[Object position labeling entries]
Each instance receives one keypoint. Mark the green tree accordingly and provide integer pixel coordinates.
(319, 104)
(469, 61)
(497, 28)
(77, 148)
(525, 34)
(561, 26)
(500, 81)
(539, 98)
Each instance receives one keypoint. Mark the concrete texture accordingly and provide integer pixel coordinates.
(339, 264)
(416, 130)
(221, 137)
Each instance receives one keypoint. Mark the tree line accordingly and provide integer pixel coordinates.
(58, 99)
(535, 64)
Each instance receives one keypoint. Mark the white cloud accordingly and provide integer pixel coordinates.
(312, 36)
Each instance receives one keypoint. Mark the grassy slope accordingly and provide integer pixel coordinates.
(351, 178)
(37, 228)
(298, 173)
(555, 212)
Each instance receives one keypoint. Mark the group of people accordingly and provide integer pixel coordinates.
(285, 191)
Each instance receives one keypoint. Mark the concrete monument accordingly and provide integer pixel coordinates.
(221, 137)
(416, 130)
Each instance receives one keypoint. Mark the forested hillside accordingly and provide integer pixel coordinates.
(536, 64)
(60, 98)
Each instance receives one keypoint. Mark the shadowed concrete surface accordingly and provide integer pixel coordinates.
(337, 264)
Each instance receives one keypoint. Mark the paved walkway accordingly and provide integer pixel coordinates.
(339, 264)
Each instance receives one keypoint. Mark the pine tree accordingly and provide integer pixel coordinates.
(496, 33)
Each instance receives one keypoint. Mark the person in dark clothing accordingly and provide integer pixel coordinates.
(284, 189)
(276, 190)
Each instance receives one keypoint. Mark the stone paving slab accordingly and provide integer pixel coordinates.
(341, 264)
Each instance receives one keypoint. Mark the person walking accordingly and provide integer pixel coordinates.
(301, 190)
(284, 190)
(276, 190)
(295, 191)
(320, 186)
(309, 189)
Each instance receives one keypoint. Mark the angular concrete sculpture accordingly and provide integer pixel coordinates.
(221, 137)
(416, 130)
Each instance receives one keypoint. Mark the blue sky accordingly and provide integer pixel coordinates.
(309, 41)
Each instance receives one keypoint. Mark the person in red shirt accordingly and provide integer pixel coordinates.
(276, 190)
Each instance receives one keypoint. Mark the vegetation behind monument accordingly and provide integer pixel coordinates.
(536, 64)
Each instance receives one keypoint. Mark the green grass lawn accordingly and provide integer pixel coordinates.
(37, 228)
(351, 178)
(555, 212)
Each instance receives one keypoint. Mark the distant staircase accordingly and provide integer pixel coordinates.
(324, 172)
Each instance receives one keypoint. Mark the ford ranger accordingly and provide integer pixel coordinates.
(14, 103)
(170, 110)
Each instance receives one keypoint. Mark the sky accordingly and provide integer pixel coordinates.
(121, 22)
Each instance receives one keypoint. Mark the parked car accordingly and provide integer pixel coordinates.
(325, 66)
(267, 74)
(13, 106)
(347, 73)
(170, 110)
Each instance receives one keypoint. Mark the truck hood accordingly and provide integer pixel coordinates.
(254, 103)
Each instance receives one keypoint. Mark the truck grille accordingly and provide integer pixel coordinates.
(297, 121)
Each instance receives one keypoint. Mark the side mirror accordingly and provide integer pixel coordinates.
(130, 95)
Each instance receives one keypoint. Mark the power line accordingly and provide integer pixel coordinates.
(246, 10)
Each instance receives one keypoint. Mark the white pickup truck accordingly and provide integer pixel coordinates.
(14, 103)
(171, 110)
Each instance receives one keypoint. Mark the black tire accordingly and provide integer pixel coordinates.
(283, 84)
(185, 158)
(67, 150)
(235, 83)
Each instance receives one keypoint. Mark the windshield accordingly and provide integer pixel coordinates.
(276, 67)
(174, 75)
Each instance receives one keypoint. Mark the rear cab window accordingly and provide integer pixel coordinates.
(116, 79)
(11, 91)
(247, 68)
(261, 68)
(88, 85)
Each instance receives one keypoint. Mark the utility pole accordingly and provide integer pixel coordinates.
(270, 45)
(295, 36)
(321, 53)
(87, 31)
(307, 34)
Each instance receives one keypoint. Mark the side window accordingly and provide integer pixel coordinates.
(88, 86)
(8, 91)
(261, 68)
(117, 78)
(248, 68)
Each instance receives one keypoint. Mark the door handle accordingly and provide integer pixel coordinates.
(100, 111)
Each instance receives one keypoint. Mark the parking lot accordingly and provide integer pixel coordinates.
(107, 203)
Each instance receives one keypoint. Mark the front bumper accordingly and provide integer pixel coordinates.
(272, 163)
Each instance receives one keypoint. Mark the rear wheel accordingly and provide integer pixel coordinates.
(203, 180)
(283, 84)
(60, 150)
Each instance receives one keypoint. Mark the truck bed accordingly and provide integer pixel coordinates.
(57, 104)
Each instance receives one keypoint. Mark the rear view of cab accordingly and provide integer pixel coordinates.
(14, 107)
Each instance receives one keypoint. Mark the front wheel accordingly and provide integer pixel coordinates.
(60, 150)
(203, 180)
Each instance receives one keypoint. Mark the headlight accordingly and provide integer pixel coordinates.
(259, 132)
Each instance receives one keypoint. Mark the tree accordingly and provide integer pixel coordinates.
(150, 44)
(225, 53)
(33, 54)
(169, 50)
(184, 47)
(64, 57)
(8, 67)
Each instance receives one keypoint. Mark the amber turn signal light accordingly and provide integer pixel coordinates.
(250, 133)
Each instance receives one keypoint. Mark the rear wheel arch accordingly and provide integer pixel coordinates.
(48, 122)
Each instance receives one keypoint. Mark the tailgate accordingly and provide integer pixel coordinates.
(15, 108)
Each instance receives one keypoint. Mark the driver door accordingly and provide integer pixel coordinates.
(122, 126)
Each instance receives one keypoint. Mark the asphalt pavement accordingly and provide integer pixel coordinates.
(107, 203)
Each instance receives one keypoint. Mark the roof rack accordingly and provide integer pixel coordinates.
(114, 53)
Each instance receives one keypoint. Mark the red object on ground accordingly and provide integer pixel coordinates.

### THE EXERCISE
Repeat only the lines running from the line that contains "Each instance receives one keypoint. Mark the amber" through the last line above, inclusive.

### RESULT
Each instance receives one keypoint. Mark the amber turn signal light accordingly and provide integer pixel coordinates.
(250, 133)
Each instance receives one keypoint. Mark the rear wheel arch accordingly and provide integer pixel coordinates.
(48, 122)
Each instance receives one keypoint. Mark the tailgate accordingly and provide integer pixel coordinates.
(15, 108)
Each instance receives one keypoint. Mark the driver door accordingly and provide integer pixel coordinates.
(122, 126)
Each instance receives one keypoint. Mark the asphalt pavement accordingly and provide integer pixel coordinates.
(107, 203)
Each instance receives one keypoint. Mark the roof rack accordingly and provide integer pixel coordinates.
(114, 53)
Each instance receives one keypoint. Mark the red object on ground accordingly and provide integer pixel coordinates.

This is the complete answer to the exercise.